YOUR INSTRUCTIONS:
Translate into French this sentence from the housing commentary below: "Naturally they would not want this investment to depreciate."

GIVEN TEXT:
It is in the interest of those who bought their houses early and for cheap (some - even before the Euro) and (some) paid off the mortgages. Since pension schemes are getting dismantled, and solidarity is decreasing - a lot of people tend to see "selling the big house" as their only plausible way to have savings that do not depreciate and do not get taxed. And they sure AF do not want housing to be more affordable, because their pretty single-family home will become more affordable too. Boo boo foreigners.
Naturally they would not want this investment to depreciate.
Mortgages not balanced with rents are certainly a problem, as are fiscal benefits to those taking mortgages (and the general neo-liberal thing with taxing investment way less than income). But the biggest issue IMO is the fact that housing is investment first, basic need second. This needs to change if folks in populated western countries want to live... somewhere.
> It is easy to blame them because they are foreigners and thus don't vote
I don't care if people vote. That doesn't inform my opinion on supply and demand.

EXTRACTED MATERIAL:
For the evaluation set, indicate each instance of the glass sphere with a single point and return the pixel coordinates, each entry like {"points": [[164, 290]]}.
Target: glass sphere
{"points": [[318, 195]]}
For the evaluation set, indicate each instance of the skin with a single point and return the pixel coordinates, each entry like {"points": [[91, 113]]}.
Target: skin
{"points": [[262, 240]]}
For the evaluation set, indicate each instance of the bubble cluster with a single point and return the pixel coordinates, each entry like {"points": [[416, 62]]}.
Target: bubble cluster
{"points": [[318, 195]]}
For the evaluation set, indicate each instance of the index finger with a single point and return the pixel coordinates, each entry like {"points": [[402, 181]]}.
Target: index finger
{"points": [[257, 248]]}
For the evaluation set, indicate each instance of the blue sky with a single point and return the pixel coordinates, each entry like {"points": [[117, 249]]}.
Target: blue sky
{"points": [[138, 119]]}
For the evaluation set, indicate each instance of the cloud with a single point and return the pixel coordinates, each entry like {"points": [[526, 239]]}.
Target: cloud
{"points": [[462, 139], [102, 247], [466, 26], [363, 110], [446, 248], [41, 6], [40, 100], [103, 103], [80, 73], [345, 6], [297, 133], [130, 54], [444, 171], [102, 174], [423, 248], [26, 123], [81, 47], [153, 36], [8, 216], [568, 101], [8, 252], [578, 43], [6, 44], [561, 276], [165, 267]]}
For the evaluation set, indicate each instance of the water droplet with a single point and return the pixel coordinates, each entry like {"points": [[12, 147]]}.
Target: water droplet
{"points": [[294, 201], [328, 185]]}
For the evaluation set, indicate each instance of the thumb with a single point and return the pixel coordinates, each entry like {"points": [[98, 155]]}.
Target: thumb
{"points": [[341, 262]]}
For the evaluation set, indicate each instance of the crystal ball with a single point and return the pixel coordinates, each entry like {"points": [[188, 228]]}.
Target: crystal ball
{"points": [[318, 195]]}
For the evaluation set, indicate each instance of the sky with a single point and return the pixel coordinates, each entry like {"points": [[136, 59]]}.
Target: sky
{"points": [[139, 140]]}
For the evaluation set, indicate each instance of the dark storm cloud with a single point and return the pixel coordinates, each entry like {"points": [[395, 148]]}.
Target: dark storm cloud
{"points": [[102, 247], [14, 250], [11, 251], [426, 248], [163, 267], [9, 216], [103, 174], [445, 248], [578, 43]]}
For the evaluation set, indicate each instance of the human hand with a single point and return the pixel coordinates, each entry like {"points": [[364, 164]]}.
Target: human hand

ANSWER SECTION:
Naturellement, ils ne voudraient pas que cet investissement se déprécie.